* Assignment 1 *
List every common symptom of babesiosis named in the babesiosis passage below.
* Assignment 2 *
Reproduce the babesiosis passage below word for word, from "Anyone can be" down to "ending in death.".

Edouard Vannier, an assistant professor at the School of Medicine, and his colleagues have received two grants for research to prevent babesiosis.
Anyone can be infected with Babesia microti, but the disease is most severe and potentially life-threatening in people over 60, people who have had their spleen removed, and people with a weakened immune system. Common symptoms include fatigue, fever, chills, sweats, loss of appetite, and headache. The disease can be complicated by organ failure and blood clots, even ending in death.
Because Babesia microti, like malaria parasites, replicate in red blood cells, Vannier’s research is using insights gained from malaria prevention and treatment to tackle it. In the $178,000 grant from the NIH, Vannier will test an anti-malarial drug, tafenoquine, with the long-term goal of seeing if it can prevent symptomatic babesiosis in people exposed to deer ticks.
Vannier and his colleagues from Brown University and Yale University were the first to report on the therapeutic efficacy of tafenoquine in an elderly immunocompromised patient who was suffering from relapsing babesiosis. The new study will explore the drug’s ability to prevent Babesia microti infection by testing it at different doses and frequencies in older but otherwise healthy mice and in young immunocompromised mice. These studies, if successful, will lay the groundwork for clinical trials in humans to determine its effectiveness for prevention and cure.
“Until now, prevention of babesiosis has consisted of recommendations to avoid tick-infested areas and minimize tick exposure in endemic areas,” says Vannier. “Our case report and several mouse studies suggest that tafenoquine could be used for the prophylaxis of babesiosis. It’s unclear how much, when, and how often tafenoquine needs to be administered to prevent babesiosis from developing. If this research is successful, we could have an FDA-approved drug readily available for the prevention of severe babesiosis in those most at risk.”

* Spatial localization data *
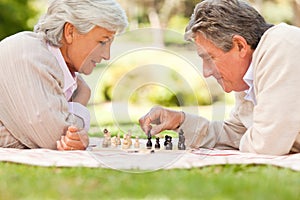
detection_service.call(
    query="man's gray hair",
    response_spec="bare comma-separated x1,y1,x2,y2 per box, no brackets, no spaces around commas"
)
185,0,273,52
34,0,128,47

* Answer area 1 *
Fatigue, fever, chills, sweats, loss of appetite, and headache.

* Answer area 2 *
Anyone can be infected with Babesia microti, but the disease is most severe and potentially life-threatening in people over 60, people who have had their spleen removed, and people with a weakened immune system. Common symptoms include fatigue, fever, chills, sweats, loss of appetite, and headache. The disease can be complicated by organ failure and blood clots, even ending in death.